__GIVEN DATA__.
---

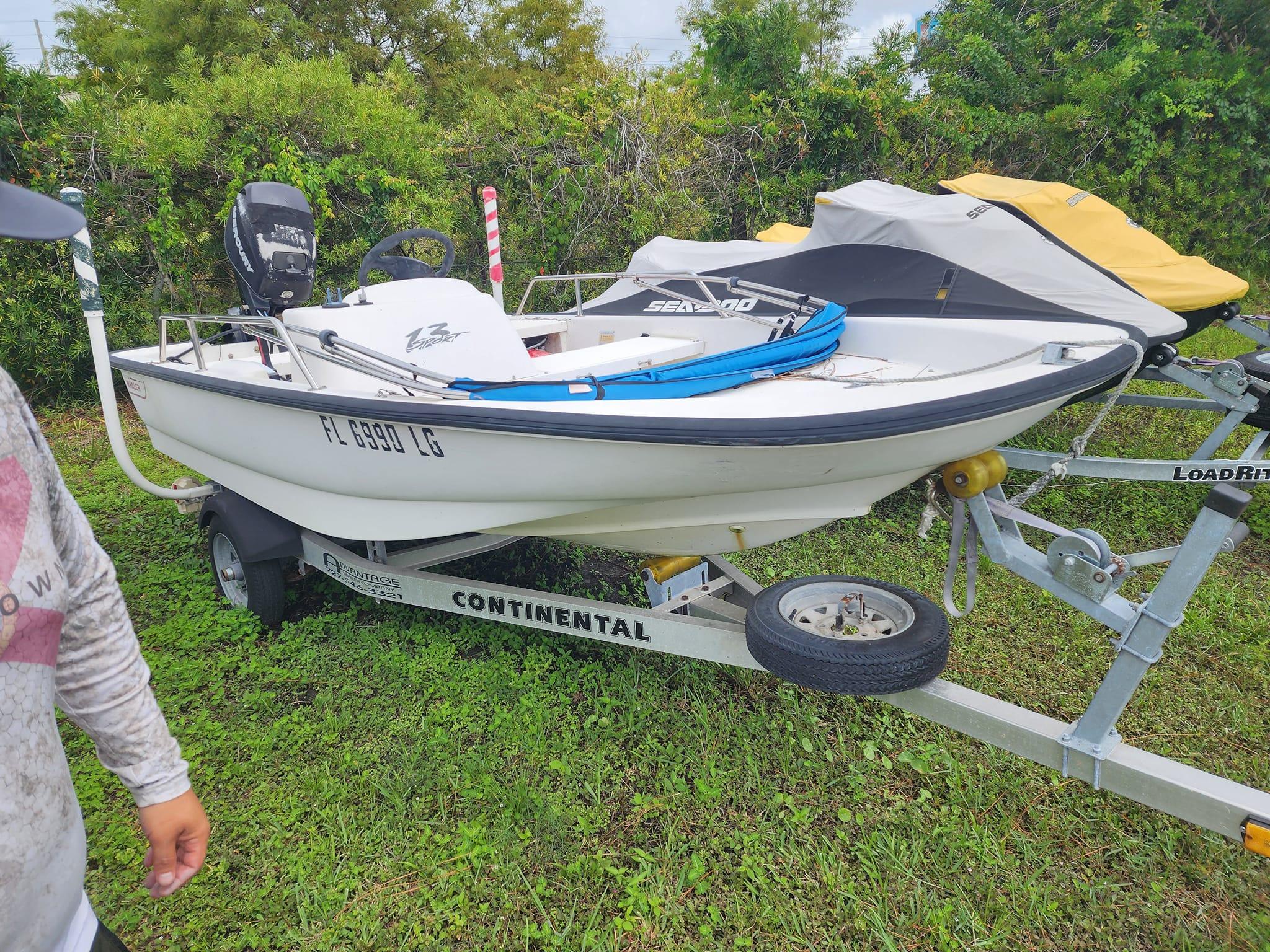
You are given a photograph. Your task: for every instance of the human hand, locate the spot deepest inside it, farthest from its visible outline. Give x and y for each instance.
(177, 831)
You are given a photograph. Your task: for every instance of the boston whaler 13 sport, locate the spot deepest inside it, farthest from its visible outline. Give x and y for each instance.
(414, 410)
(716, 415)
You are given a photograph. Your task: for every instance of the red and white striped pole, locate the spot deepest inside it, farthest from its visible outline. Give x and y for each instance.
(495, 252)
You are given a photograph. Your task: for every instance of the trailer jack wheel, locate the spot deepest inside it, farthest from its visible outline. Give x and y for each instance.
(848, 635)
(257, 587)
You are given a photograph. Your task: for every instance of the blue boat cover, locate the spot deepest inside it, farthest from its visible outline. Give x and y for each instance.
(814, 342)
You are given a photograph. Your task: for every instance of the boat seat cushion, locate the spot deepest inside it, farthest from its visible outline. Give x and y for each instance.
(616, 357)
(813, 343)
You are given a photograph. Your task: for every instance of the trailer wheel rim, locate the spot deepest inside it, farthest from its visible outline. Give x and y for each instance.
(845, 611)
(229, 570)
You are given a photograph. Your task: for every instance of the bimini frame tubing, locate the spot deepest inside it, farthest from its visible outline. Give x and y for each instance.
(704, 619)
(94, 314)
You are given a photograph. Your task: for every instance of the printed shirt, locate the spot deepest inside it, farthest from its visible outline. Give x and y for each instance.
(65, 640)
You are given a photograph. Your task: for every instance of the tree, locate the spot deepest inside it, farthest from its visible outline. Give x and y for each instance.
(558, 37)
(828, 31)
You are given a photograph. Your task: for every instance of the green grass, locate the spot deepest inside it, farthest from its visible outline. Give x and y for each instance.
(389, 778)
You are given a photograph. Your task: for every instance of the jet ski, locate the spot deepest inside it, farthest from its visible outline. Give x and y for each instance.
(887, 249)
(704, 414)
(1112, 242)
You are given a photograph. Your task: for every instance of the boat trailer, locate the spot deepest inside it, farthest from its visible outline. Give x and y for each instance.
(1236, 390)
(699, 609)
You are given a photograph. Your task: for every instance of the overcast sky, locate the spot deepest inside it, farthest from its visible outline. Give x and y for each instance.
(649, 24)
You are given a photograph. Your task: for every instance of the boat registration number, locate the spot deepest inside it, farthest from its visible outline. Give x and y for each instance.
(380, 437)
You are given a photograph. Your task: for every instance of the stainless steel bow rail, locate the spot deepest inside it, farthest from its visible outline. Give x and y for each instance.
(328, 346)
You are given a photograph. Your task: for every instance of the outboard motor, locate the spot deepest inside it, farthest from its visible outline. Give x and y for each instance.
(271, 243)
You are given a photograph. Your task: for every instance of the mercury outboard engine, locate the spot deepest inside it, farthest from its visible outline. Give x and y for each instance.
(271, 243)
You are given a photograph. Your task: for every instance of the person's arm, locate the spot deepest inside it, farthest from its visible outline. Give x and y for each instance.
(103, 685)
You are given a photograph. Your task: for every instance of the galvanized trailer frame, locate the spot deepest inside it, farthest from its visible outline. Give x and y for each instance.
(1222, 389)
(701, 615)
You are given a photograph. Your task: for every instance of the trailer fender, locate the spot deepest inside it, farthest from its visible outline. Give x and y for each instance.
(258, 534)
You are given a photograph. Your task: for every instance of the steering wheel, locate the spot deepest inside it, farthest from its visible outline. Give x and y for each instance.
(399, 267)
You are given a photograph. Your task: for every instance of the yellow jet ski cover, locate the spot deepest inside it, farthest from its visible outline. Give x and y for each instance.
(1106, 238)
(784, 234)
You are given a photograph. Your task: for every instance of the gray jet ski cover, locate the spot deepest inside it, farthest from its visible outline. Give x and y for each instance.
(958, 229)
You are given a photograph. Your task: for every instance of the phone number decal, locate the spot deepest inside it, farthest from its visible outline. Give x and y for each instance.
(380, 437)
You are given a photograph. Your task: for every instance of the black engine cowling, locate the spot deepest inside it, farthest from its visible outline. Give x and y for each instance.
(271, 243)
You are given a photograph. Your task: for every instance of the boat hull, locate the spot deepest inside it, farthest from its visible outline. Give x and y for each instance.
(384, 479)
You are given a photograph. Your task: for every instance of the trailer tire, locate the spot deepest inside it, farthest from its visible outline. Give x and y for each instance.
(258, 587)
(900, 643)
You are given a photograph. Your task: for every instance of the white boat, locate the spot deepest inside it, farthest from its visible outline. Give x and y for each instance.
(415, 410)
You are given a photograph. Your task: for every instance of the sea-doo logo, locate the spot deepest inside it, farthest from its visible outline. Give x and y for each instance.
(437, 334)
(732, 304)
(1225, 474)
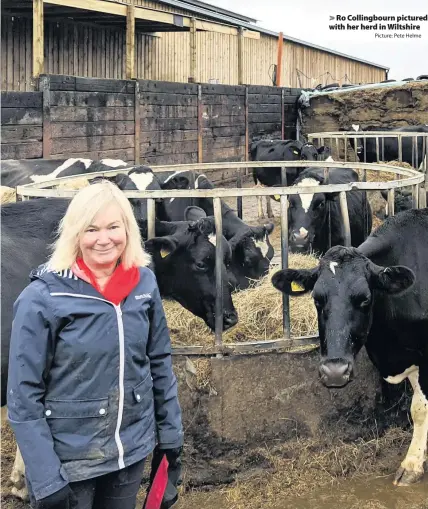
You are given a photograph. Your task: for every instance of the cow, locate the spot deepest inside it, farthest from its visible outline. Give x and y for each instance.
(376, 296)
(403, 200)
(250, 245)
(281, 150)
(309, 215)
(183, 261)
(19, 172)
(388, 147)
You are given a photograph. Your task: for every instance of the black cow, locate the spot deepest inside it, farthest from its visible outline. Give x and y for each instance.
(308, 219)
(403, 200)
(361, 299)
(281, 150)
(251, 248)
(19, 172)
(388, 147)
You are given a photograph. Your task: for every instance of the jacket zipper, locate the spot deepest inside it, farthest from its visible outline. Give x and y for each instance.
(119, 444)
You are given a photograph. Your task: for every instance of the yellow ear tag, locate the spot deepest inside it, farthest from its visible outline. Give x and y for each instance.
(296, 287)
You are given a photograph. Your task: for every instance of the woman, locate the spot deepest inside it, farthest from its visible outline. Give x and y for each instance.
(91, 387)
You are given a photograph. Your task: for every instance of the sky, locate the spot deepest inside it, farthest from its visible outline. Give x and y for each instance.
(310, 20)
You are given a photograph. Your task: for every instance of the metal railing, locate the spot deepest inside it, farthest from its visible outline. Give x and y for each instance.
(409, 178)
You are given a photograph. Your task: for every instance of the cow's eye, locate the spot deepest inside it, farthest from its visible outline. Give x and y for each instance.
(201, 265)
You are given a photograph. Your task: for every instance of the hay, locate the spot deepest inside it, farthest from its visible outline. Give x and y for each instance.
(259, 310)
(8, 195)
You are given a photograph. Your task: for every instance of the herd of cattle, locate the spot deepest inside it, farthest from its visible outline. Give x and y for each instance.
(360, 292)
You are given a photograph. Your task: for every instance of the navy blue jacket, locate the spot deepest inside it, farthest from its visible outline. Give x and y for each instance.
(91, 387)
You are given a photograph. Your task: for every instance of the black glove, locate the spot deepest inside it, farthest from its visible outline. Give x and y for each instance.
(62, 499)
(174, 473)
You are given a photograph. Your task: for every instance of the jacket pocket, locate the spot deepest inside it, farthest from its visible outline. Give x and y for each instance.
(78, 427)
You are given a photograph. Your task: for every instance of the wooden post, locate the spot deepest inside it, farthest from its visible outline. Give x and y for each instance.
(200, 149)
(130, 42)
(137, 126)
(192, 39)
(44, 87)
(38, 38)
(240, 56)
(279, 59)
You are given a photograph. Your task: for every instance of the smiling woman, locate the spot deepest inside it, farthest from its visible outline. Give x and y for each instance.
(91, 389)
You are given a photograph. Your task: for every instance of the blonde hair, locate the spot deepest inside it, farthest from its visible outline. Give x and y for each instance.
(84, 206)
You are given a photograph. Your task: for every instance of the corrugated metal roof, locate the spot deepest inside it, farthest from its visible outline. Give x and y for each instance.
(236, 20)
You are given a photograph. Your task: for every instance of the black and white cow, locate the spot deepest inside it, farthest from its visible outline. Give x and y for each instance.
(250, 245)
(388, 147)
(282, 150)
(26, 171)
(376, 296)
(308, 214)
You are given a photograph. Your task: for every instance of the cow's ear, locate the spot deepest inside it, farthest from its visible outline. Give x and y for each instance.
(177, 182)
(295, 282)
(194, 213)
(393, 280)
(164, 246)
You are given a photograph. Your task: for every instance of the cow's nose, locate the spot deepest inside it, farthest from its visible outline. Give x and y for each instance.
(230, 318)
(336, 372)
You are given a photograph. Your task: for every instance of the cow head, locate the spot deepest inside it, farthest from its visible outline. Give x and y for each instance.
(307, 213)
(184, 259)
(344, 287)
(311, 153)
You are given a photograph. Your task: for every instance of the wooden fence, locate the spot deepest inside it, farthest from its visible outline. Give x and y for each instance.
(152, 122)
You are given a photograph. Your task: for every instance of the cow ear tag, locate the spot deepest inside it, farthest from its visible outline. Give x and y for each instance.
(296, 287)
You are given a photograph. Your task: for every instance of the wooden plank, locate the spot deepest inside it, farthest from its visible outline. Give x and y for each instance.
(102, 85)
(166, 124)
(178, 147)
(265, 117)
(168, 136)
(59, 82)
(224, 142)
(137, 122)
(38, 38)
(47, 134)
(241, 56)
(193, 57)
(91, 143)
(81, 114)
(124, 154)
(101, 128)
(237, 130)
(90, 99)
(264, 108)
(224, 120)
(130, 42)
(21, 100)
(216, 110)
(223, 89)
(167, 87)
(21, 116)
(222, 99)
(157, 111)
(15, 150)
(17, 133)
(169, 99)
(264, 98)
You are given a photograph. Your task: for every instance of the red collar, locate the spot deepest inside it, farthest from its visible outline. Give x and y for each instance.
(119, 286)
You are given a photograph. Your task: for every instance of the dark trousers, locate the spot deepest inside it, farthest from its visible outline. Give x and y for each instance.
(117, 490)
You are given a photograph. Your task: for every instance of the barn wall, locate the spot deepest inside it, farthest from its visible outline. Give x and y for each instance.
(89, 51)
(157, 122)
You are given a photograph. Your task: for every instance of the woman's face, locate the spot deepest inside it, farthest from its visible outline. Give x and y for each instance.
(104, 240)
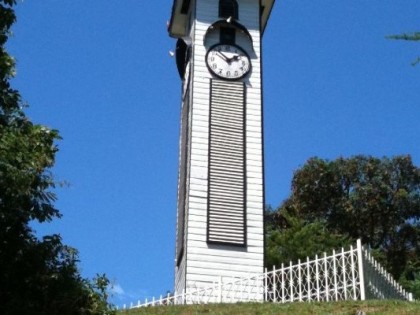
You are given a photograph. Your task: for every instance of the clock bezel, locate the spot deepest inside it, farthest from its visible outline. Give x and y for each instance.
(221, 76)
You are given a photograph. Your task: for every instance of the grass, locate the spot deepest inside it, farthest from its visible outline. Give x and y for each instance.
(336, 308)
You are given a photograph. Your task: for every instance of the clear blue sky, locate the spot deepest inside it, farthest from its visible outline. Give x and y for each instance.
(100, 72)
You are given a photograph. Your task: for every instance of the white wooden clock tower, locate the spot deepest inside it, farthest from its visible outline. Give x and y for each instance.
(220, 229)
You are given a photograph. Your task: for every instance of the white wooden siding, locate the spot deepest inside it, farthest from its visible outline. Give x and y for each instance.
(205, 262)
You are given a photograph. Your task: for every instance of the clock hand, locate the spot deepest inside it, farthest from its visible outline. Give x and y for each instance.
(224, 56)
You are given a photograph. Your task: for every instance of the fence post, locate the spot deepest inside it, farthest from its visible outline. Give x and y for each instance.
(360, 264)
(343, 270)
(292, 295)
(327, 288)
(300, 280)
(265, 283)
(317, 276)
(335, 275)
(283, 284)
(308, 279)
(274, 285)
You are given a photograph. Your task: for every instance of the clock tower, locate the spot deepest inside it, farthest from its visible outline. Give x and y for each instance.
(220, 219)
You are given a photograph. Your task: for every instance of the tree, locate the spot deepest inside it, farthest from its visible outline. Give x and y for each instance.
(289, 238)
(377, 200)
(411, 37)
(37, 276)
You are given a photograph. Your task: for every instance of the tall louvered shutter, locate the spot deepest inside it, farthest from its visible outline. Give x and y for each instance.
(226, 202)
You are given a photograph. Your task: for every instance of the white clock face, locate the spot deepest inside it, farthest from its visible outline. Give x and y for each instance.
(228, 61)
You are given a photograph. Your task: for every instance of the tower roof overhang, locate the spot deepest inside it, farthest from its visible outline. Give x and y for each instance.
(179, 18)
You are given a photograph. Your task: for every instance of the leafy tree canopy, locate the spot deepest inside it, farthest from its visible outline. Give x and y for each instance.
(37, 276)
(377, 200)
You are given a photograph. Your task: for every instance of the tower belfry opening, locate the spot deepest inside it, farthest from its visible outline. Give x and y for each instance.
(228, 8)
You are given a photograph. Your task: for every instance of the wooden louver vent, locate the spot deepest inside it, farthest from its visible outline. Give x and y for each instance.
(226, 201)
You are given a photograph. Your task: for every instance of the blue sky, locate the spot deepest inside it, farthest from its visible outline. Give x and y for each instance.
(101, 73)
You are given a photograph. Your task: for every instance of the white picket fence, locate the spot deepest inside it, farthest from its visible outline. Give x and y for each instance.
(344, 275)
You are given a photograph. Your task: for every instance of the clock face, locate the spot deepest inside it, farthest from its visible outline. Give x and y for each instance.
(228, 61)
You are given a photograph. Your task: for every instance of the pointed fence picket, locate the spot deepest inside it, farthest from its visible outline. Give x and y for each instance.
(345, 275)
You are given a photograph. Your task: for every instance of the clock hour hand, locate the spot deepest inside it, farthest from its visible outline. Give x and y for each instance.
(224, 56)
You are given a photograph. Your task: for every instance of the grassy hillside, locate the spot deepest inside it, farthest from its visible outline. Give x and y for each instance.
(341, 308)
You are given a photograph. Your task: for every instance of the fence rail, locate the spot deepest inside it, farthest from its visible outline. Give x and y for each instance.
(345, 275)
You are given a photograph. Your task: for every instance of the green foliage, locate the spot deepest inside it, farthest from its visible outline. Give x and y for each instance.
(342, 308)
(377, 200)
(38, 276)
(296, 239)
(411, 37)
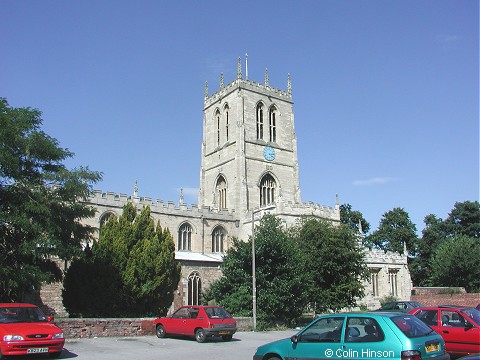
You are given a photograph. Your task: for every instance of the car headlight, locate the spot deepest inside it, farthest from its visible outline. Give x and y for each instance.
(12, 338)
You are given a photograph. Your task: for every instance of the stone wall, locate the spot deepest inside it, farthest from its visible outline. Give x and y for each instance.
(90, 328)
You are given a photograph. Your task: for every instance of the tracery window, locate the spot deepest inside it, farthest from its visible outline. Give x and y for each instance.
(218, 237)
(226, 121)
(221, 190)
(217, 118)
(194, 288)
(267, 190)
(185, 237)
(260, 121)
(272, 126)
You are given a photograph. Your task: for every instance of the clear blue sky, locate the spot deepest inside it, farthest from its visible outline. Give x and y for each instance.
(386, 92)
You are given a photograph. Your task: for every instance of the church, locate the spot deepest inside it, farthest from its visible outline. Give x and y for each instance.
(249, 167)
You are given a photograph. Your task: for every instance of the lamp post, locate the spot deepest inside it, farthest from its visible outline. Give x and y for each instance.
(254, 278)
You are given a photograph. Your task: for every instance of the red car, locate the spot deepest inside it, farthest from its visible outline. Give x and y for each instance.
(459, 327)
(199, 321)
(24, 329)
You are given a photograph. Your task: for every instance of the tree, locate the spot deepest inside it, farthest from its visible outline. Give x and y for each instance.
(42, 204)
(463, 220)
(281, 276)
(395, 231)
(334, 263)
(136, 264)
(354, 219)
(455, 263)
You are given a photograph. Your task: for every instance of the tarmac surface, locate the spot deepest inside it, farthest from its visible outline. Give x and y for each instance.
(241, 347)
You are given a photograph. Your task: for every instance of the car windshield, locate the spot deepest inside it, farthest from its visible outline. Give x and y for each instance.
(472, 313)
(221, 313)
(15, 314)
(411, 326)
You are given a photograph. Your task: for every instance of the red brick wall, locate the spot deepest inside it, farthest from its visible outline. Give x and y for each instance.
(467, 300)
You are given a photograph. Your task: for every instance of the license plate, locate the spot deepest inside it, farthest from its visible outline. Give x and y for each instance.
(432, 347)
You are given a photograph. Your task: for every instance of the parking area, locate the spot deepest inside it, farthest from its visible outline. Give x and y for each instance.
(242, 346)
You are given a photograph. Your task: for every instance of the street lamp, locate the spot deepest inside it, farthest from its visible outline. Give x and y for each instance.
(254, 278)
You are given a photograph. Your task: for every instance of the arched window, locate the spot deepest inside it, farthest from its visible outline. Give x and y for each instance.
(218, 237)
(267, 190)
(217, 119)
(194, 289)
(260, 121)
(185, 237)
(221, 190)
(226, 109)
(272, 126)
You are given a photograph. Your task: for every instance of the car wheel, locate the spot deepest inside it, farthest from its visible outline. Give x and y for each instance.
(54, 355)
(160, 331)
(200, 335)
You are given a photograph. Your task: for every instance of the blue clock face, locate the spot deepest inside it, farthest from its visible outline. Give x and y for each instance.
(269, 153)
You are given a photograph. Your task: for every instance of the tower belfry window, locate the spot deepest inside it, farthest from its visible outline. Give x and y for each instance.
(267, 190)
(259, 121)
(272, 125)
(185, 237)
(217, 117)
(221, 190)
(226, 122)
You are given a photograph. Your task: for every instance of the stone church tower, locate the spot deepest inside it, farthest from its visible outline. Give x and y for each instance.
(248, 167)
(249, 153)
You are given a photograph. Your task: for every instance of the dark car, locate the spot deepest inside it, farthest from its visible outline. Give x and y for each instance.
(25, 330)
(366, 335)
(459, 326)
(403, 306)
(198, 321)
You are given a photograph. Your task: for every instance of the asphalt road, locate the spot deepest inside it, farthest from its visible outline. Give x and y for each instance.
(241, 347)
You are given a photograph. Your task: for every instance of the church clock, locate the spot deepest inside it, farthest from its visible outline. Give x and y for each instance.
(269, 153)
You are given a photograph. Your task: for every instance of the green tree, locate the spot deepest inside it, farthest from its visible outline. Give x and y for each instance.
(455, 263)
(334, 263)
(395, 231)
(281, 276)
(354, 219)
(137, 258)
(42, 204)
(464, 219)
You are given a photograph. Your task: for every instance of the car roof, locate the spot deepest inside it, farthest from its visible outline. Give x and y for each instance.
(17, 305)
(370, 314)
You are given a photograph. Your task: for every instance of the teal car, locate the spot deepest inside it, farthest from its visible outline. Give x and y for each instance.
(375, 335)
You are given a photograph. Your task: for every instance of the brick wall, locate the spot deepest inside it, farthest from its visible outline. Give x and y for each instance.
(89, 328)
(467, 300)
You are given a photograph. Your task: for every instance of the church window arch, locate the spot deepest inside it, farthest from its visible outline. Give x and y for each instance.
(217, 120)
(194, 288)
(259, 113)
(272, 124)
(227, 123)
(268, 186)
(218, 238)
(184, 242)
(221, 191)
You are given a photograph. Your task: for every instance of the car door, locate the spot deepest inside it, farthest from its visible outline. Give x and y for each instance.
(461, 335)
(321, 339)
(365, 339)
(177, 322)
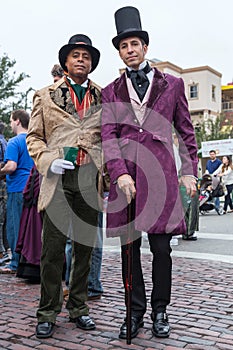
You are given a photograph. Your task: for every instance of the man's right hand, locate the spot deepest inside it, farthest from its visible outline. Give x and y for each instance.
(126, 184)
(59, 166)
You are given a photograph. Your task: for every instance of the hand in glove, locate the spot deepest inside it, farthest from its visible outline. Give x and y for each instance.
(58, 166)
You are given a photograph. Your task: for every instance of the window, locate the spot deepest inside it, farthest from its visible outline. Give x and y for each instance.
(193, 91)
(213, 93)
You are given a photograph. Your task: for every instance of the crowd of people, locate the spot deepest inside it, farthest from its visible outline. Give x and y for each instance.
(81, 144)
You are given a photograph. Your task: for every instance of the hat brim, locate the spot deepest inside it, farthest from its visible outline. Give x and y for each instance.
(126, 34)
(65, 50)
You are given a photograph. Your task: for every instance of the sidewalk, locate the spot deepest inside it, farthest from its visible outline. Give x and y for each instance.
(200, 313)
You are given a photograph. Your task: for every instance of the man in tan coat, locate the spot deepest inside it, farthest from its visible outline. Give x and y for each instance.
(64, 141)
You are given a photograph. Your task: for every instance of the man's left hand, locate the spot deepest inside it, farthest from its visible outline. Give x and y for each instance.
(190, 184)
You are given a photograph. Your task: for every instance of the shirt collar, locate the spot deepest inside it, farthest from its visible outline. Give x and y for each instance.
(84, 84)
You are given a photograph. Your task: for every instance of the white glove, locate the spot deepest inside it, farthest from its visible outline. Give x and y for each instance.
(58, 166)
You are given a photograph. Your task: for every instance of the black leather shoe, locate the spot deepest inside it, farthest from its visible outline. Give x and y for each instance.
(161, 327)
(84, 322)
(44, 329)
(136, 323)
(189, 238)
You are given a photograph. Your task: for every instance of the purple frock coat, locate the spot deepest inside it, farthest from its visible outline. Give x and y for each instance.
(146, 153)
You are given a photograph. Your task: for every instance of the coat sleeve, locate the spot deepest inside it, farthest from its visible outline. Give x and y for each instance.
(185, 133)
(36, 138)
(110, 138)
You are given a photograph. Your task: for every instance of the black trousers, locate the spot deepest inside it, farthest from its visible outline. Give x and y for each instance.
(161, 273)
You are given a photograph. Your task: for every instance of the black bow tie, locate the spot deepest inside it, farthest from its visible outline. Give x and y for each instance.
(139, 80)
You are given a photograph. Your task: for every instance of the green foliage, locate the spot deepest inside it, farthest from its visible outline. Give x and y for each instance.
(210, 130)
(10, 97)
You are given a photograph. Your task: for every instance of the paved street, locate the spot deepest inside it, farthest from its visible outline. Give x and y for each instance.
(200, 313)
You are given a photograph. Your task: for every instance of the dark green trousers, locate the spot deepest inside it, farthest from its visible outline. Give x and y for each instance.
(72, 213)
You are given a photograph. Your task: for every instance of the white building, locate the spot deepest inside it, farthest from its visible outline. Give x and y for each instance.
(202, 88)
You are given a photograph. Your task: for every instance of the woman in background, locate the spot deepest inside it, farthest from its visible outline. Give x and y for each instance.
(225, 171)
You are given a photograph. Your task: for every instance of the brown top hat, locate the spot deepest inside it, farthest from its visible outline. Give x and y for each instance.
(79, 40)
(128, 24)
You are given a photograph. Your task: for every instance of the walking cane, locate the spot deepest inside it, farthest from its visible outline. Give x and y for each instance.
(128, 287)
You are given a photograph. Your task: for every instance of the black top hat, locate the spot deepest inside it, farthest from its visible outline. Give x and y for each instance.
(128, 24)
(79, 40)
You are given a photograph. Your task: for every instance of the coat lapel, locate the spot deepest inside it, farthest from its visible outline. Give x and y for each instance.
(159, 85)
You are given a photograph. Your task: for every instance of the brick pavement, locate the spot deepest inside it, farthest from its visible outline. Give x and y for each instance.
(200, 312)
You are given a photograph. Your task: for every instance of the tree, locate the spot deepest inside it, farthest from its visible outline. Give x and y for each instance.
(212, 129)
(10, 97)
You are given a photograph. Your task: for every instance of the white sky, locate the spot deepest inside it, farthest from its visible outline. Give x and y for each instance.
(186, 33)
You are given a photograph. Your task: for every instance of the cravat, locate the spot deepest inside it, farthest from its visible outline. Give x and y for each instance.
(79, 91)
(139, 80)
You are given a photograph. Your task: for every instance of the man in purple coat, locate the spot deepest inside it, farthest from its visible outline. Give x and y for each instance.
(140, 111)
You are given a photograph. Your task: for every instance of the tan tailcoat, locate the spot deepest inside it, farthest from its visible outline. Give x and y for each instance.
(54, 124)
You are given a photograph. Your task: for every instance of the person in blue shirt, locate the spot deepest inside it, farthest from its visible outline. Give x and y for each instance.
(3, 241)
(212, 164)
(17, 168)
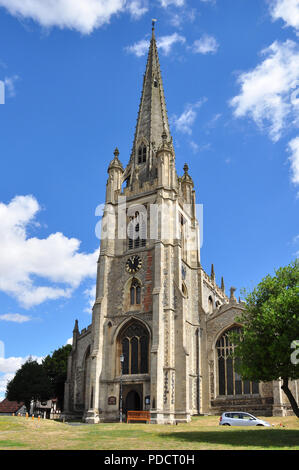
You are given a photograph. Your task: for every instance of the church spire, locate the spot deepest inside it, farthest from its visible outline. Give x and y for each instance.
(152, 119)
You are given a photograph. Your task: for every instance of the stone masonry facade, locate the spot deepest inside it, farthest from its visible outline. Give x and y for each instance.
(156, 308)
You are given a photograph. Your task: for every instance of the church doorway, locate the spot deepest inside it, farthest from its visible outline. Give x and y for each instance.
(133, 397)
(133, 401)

---

__THE TASK__. Using the listing above, copy exactly the lines from the one that contains "the cravat, locate" through its last line, both included, but not the pictures.

__REPLY__.
You are given a photograph. Your task: for every instance of the cravat, locate the spot deepest inside it, farthest from its visible outline. Give x and y for each instance.
(79, 91)
(139, 80)
You are given a photograph. Your task: for every instance of the man in purple coat, locate the spot deepest inside it, farthest from its visible outline. Give x and y for each instance.
(140, 111)
You are given a photograph. Your task: for every instance of the tan tailcoat, locate the spot deepest inside it, farthest from its visible outline. Give x and y for each instance.
(54, 124)
You are given a photograph. Your task: for every instance of the person in blue shirt, locate the spot deepest inside it, farthest from its visible outline. Give x and y for each instance.
(3, 241)
(212, 164)
(17, 168)
You are given a photograph. Your task: for every instance of the church spire, locate the spot deepest inside it, farthest from its visible outline. Give x and y for each instance.
(152, 119)
You are given a photograph. Your task: for every instance of the stone masonry facade, locate the spot deepest inside it, farthest from its visible outline. Give x and y for each instance.
(156, 308)
You are given a photograph. Your task: for every instance of the church doorway, locate the spot deepest inside it, farthest from its visible outline. Give x and y for each instance.
(133, 397)
(133, 401)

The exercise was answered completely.